▸ What is being asked:
Would you give the number of lines in the entries that contain the word "hull"? Nothing else is needed.

━━━ Supplied entries

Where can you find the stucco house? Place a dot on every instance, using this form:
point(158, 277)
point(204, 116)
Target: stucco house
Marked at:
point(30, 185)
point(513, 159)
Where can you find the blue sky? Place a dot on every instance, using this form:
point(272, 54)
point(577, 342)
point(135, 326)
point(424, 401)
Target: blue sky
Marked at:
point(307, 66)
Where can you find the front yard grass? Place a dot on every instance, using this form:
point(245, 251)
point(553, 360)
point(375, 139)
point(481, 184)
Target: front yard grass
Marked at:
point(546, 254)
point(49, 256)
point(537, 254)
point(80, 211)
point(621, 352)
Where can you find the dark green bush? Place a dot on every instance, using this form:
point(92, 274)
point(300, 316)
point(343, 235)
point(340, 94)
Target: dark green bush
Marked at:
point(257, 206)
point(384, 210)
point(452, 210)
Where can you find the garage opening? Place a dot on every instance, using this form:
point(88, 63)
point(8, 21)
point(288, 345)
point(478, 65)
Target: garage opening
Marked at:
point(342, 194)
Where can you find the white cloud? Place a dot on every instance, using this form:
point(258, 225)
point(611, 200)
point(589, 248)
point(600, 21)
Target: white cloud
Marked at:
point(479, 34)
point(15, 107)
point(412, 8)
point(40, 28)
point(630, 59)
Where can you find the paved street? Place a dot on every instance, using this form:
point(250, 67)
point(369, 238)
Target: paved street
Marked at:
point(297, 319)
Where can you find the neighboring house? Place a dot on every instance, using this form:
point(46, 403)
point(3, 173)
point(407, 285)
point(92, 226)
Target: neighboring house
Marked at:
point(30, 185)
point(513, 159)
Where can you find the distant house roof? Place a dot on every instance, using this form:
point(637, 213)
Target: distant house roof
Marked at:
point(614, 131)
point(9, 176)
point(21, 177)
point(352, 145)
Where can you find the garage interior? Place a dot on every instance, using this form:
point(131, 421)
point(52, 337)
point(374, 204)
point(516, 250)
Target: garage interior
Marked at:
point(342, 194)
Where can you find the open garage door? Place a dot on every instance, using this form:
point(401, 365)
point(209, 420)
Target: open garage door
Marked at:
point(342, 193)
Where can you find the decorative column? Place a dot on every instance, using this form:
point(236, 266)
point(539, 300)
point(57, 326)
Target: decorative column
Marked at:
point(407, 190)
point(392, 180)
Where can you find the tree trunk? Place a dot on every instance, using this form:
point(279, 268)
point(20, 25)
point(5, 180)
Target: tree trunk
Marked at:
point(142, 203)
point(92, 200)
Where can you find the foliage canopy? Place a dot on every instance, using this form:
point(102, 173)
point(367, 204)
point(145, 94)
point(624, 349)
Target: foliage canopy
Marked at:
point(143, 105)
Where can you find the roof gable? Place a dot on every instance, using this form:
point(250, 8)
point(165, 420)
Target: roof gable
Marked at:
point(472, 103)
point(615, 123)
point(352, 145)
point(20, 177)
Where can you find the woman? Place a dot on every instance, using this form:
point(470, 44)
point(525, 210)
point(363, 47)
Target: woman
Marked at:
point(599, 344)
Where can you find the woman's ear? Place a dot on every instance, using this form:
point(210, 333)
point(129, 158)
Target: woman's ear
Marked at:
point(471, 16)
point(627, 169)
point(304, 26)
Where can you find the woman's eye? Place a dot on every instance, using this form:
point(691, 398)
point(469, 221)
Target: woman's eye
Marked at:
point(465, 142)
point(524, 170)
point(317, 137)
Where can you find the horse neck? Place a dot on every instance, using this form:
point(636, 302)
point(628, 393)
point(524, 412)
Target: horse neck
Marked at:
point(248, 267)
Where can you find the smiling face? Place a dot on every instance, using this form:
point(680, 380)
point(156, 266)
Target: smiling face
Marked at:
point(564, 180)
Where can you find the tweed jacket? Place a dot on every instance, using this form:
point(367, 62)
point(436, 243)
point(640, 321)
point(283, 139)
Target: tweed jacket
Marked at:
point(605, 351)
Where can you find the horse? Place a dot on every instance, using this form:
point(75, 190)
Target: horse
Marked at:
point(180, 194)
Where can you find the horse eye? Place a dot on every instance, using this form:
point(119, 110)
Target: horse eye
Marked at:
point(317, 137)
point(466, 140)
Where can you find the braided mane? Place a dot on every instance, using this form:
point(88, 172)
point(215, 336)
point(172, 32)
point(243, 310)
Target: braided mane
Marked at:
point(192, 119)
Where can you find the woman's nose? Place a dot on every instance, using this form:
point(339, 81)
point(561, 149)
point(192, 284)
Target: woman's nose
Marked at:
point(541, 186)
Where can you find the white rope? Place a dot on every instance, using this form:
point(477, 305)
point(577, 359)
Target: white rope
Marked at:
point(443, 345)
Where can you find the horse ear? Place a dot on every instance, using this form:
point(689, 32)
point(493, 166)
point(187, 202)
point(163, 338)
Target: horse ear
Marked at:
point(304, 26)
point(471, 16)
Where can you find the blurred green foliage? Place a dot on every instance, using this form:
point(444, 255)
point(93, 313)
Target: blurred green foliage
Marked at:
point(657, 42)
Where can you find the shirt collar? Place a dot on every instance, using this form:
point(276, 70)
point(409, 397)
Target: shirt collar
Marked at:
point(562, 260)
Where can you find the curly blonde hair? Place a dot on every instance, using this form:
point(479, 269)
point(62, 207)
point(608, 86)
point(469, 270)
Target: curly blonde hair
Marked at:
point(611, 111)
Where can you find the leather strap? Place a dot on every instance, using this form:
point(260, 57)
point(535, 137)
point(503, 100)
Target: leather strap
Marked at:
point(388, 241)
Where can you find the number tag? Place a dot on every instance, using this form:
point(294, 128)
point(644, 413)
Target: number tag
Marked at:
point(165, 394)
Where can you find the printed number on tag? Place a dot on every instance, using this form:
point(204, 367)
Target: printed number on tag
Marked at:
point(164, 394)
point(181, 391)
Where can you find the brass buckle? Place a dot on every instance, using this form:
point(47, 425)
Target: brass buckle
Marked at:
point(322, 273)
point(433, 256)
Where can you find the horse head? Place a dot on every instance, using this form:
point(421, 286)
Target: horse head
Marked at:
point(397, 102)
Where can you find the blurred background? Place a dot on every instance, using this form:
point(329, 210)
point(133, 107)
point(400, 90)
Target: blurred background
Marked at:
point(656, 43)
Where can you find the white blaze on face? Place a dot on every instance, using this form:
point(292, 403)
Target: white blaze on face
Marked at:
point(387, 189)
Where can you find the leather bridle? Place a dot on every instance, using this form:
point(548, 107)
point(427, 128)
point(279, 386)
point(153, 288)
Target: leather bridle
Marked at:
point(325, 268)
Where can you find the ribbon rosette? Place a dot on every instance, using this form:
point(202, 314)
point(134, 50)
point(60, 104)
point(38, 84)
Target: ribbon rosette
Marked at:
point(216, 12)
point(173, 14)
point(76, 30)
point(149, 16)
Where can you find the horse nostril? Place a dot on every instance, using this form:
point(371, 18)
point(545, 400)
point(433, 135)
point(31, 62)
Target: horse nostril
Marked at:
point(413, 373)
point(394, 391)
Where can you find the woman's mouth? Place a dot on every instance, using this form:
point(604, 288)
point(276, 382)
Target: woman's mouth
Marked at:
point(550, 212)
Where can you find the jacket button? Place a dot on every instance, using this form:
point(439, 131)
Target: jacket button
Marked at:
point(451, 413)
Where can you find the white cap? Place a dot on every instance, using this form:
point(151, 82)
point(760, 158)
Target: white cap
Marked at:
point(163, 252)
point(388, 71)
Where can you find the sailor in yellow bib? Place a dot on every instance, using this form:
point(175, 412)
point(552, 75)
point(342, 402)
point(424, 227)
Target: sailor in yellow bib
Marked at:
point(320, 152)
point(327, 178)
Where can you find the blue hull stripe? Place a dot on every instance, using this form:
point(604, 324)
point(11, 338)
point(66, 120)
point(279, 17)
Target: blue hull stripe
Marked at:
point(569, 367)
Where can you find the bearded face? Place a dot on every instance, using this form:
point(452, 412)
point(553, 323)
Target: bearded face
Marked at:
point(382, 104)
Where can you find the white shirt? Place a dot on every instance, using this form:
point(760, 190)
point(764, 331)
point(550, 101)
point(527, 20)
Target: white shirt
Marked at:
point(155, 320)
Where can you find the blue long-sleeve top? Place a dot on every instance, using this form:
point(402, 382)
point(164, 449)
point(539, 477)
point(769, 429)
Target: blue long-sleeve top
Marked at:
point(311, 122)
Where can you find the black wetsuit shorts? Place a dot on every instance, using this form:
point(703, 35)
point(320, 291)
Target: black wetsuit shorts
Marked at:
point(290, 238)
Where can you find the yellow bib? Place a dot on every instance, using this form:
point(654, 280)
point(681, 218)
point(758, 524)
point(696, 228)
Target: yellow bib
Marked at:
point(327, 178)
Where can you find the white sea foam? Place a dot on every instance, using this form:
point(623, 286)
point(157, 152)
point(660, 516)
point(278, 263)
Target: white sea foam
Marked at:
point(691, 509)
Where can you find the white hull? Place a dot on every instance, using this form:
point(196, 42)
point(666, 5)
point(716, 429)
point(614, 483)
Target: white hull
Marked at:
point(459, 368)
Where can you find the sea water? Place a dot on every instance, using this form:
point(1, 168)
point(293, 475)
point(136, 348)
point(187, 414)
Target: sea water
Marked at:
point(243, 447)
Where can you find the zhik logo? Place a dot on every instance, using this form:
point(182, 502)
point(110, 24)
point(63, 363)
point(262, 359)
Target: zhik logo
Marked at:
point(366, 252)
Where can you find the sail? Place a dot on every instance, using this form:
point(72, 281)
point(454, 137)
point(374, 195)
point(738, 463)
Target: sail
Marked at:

━━━━━━

▸ Solution:
4